→ **ABOUT THIS TASK**
Write each line exactly as it stands, from the line containing "the man's face" through the end of the data.

DATASET RECORDS: Begin

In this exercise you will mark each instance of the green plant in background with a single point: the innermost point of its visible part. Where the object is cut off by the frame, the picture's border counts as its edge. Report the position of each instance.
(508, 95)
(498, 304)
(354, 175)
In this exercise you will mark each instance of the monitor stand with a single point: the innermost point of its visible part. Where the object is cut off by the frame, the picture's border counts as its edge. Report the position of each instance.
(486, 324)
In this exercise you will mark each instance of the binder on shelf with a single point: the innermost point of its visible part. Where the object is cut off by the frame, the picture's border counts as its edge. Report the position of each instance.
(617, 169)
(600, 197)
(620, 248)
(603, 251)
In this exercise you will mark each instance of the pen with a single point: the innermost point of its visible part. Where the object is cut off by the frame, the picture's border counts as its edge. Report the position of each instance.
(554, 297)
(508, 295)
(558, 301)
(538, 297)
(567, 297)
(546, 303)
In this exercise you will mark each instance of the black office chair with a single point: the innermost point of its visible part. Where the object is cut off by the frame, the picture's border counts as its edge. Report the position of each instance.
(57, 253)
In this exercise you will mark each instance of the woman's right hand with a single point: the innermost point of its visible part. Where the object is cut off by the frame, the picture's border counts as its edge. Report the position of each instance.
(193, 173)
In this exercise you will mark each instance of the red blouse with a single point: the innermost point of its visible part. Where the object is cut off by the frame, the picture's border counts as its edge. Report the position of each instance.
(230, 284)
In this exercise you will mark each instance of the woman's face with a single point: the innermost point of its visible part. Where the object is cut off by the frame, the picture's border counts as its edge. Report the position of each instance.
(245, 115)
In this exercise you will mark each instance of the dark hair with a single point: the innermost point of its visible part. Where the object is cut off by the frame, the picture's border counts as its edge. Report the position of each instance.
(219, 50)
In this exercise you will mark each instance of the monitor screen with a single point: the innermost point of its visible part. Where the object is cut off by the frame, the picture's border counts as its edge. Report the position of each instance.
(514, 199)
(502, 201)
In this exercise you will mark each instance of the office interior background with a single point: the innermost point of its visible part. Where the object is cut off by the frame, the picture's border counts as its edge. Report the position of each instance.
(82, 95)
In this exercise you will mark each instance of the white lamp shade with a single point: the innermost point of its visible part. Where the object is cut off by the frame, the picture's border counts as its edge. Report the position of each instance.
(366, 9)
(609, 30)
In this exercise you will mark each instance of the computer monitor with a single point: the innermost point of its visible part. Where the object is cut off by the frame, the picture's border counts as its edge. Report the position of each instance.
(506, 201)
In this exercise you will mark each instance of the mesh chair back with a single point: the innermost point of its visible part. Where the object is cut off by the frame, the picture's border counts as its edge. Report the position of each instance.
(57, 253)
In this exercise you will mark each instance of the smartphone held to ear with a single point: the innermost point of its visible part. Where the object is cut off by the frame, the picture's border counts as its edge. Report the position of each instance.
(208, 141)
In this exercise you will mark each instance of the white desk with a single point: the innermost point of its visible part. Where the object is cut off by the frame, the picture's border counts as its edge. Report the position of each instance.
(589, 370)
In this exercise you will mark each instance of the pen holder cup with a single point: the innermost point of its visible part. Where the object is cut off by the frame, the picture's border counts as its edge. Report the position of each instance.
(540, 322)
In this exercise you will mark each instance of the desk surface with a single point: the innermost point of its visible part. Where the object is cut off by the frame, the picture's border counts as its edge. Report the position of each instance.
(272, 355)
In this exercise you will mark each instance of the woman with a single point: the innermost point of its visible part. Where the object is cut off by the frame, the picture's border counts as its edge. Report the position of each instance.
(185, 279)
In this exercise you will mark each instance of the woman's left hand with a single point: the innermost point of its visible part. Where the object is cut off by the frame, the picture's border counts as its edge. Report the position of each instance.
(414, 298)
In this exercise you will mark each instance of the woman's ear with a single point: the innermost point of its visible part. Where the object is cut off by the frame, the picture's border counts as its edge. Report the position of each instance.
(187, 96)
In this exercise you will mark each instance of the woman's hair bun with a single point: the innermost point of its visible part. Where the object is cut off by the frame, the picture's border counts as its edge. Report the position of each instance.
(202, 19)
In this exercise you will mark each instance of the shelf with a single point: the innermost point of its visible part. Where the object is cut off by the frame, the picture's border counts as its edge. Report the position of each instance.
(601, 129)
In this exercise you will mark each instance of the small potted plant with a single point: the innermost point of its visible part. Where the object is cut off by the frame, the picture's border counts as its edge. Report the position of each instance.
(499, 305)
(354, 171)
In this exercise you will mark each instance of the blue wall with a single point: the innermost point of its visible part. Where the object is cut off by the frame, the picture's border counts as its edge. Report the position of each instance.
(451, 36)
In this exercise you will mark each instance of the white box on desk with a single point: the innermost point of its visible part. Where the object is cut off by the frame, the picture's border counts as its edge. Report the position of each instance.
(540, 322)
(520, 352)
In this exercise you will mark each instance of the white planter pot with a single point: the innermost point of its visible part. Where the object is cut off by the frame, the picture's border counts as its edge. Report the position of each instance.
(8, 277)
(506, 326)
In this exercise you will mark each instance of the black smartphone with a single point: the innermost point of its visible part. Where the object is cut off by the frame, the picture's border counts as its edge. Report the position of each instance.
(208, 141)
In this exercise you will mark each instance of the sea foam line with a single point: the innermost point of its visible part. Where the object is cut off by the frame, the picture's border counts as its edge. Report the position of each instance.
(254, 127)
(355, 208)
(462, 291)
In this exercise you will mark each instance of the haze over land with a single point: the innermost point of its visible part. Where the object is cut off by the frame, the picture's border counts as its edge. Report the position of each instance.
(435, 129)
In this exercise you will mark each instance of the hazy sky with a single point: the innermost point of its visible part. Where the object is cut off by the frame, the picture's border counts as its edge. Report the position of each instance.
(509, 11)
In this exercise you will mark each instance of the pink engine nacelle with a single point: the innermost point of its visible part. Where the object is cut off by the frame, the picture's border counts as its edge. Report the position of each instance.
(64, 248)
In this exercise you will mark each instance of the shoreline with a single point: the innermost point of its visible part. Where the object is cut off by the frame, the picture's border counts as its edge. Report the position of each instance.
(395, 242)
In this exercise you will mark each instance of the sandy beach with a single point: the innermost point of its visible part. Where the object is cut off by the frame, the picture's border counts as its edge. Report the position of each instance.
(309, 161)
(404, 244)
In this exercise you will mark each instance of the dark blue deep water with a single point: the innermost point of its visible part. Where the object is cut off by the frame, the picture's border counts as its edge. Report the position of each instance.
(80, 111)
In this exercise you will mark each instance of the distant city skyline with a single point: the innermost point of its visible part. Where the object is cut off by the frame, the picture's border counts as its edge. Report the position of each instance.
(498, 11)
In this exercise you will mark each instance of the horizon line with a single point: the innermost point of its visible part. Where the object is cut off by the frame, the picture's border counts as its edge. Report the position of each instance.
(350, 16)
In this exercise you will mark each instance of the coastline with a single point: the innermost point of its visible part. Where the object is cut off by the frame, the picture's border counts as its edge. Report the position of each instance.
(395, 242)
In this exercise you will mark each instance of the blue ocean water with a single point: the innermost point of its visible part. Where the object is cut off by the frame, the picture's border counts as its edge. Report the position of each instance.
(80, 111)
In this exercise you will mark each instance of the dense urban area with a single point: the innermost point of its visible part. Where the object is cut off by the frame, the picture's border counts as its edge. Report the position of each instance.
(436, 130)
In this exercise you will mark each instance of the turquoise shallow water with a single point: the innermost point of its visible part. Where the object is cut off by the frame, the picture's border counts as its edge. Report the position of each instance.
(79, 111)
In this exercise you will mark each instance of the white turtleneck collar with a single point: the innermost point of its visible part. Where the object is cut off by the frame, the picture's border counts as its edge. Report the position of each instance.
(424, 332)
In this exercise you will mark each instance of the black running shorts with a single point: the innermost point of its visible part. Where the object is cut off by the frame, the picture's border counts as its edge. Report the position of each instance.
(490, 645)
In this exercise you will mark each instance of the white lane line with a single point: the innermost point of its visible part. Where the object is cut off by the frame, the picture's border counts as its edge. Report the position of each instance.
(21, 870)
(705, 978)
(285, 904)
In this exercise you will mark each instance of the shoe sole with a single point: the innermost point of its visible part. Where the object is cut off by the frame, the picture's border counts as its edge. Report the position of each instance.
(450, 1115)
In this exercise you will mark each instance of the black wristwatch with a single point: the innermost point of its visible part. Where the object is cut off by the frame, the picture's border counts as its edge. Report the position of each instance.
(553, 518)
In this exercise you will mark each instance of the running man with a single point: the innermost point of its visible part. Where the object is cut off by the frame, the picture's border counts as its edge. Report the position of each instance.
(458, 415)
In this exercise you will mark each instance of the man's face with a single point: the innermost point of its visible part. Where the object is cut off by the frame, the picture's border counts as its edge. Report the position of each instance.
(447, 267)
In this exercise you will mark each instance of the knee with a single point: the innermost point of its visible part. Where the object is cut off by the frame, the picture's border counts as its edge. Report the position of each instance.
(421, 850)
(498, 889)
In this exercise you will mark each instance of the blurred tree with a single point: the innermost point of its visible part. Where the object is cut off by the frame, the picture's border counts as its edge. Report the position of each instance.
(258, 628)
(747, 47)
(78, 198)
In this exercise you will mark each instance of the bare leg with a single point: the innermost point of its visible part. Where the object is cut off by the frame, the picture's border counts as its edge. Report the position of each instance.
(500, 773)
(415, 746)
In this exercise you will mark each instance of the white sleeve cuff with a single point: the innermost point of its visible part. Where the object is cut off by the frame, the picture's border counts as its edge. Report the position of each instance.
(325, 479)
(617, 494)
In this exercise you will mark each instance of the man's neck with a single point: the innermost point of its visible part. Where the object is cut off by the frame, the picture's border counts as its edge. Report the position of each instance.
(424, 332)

DATASET RECORDS: End

→ **SOLUTION TO THE PROBLEM**
In this exercise you will mark each instance of the man's face with a single point: the innermost point of its visible part. Where the object is cut off by the frame, the picture's border counts as its edge. Report the position of each instance.
(447, 267)
In this exercise you will mark each instance of the knee with a single point: the innermost point of its visible part. Where the object is cut off by the frame, the picture's border counts as its edge. Report the position of each instance.
(421, 850)
(498, 889)
In this exercise you will mark each instance of the blurred tree with a single point: the innermost point of its visible part. Where the object is cut off by the frame, the picture's border counts as its edge. Report the position of each instance.
(258, 628)
(747, 47)
(78, 198)
In this exercise you will mark each instance of the bare leg with a single point: the innermost point of its visible part. Where the object is cut off by the frame, the picture's border counts as its edge. Report the position of each instance.
(500, 773)
(415, 746)
In this exercise you will mark each instance of the white sleeve cuff with a single point: the innermost point of its visible part. Where the object is cut off by the frame, the picture's border counts as its edge. Report the position of each instance.
(325, 479)
(617, 494)
In this exercise you will mark each instance of the man's neck with a single point: the innermost point of its visible part. Where the object is cut off by the frame, the picture's border counts as its edge. Report the position of each instance.
(424, 332)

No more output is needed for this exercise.